**Prompt 1**
In the speech presenting the anti-war poems, how many poets had answered Sam Hamill's call within a week?
**Prompt 2**
Pick up the speech presenting the anti-war poems after its last sentence and carry it on.

Thank you, Ambassador Molnar, and delegates for this opportunity to offer you and your colleagues a small gift of encouragement and hope. The recent hostilities in Iraq provoked an astonishing outcry from the peoples of our world. But none more eloquent than the 13,000 poets, who responded to the call of one man.

We bring these 13,000 poems to you today because diplomats, like poets, work in the realm of words. Words matter. Even First Lady Laura Bush knew this. She invited America's most gifted poets to the White House in February of this year for a seminar on "Poetry and the American Voice." Sam Hamill declined her invitation, and instead invited 50 poet friends to send poems or statements of conscience to him, which he would then forward to the White House. Within a week, 500 poets had responded; and within a month, poets from around the world and in many languages had sent more than 13,000 poems.

Mr. Chairman, these poems have been presented to the US Congress in Washington DC, to No. 10 Downing Street in the UK, to the Chancellor's office in Berlin, and other capitols in Turkey, Nepal, Mexico, Canada, Australia, Italy. We bring them here, to give to you, the Chair of this NPT Preparatory Committee meeting because nuclear weapons threaten every aspect of our lives, including our cultures. We bring them to you because you are charged with fulfilling the words of one text, one document. We offer these words of the poets, this small collection of the hopes and furies of some of the best writers on our planet, in the spirit of Ben Okri, the great Nigerian poet and winner of the Booker Prize, who said:

"The real war has always been to keep alive the light of civilization, everywhere. It is to keep culture and art at the forefront of our national and international endeavors. The end of the world begins not with the barbarians at the gate, but with the barbarians at the highest levels of the state. All the states in the world. We need a new kind of sustained and passionate and enlightened action in the world of the arts and the spirit."

**Rows**
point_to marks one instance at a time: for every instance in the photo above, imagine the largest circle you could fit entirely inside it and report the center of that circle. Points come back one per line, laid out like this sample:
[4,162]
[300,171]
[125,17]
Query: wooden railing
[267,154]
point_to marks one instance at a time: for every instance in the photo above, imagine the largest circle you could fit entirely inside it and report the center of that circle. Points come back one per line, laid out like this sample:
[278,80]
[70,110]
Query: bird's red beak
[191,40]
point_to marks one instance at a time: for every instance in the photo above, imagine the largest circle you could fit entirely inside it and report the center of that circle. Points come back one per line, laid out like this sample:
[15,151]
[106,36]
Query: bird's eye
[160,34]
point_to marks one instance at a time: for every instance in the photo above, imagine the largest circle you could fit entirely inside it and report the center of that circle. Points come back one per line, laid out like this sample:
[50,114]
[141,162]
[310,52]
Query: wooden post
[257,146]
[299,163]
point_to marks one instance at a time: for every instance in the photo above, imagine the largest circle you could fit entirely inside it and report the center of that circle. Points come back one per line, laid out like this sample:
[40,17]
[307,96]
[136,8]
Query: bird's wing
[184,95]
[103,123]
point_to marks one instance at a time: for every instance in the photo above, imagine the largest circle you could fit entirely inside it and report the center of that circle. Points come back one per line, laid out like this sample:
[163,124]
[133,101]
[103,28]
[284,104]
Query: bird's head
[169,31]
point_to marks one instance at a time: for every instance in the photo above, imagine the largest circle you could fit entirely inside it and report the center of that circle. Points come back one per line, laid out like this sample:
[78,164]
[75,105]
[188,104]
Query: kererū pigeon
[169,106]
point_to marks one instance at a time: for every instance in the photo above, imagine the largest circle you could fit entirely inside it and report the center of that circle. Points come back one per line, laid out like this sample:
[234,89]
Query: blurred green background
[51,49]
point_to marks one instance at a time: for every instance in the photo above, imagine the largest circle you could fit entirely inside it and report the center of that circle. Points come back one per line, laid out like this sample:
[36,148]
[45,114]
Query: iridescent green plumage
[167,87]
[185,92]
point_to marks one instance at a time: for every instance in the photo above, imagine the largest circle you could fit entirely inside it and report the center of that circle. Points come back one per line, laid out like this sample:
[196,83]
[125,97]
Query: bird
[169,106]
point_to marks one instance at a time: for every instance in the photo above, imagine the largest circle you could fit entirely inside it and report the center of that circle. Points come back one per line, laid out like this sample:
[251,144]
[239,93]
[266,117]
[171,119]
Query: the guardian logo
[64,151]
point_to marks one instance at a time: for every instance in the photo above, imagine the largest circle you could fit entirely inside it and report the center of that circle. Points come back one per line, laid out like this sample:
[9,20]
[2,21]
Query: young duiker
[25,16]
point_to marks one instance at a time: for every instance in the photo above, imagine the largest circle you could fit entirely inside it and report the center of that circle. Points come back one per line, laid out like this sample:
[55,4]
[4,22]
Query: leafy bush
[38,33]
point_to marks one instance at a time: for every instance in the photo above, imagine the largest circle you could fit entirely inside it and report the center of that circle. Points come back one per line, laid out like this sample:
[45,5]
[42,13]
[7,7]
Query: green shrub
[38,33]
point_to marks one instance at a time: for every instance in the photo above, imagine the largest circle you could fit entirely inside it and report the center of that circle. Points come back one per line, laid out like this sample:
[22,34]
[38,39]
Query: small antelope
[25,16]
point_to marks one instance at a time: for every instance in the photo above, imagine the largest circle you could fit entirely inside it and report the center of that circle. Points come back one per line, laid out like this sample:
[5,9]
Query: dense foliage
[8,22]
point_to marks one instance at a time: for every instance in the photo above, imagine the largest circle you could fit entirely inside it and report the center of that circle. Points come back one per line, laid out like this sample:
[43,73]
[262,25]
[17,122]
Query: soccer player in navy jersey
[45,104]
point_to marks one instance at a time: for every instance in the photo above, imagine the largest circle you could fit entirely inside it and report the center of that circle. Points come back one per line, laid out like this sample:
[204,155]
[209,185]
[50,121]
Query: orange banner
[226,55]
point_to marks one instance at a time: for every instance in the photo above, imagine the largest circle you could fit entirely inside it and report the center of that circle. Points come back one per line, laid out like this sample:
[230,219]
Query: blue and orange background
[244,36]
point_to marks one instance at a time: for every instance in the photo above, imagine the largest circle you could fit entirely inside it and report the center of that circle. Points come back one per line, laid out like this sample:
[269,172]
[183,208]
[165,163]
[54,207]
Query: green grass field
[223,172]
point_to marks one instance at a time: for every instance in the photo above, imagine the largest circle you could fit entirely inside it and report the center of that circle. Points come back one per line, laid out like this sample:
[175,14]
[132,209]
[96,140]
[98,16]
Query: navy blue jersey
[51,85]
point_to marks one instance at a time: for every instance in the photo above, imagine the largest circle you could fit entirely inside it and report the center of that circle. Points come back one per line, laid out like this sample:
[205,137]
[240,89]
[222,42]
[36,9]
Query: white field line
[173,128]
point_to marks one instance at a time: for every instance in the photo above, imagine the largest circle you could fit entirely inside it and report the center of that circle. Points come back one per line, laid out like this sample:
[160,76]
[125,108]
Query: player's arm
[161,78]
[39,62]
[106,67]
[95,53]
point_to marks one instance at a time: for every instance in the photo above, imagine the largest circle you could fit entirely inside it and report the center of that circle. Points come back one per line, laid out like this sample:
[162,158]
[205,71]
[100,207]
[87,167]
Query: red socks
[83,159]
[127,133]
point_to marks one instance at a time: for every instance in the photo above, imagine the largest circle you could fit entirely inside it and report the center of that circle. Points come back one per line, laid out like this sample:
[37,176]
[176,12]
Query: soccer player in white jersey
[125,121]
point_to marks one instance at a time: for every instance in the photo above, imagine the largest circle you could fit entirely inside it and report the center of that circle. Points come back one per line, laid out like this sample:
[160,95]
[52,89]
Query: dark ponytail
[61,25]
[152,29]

**Response 1**
500 poets

**Response 2**
We conclude by offering a poem, an image, and the zipdisk containing all 13,000 poems. The poem is by Thomas Centolella, a poet in San Francisco, and it concerns a bridge. Yesterday former Canadian Ambassador for Disarmament, Douglas Roche, praised Under-Secreatary-General Jayantha Dhanapala as a bridge-builder, and then called on all of us to become bridge-builders. It appears we may be halfway across the bridge to complete abolition of nuclear weapons. The bridge in this poem is in Japan, and with it we also acknowledge the Mayor of Hiroshima, who is here with us, and all Japanese citizens.

View #45
After Hokusai and Hiroshige

I dreamt half my life was spent
In wonder, and never suspected.

So immersed in the moment
I forgot I was ever there.

Red-tailed hawk turning
resistance into ecstasy.

The patrolmen joking with the drunk
Whose butt seemed glued to the sidewalk.

A coral quince blossom in winter,
Pink as a lover's present.

And tilting my bamboo umbrella
Against the warm slant

Of rain, was I not a happy peasant
Crossing the great bay on a bridge that began

Who knows when, and will end
Who knows when?

The final image comes from ancient Greece, via the Louvre in Paris, and in the words of Lawrence Ferlinghetti, poet laureate of San Francisco:

"I am waiting for Childe Roland to come
to the final darkest tower
and I am waiting
for Aphrodite
to grow live arms
at a final disarmament conference
in a new rebirth of wonder."

Pamela S. Meidell and Janet Bloomfield
The Atomic Mirror
www.earthways.org/atomicmirror
(www.poetsagainstthewar.org for all 13,000 poems)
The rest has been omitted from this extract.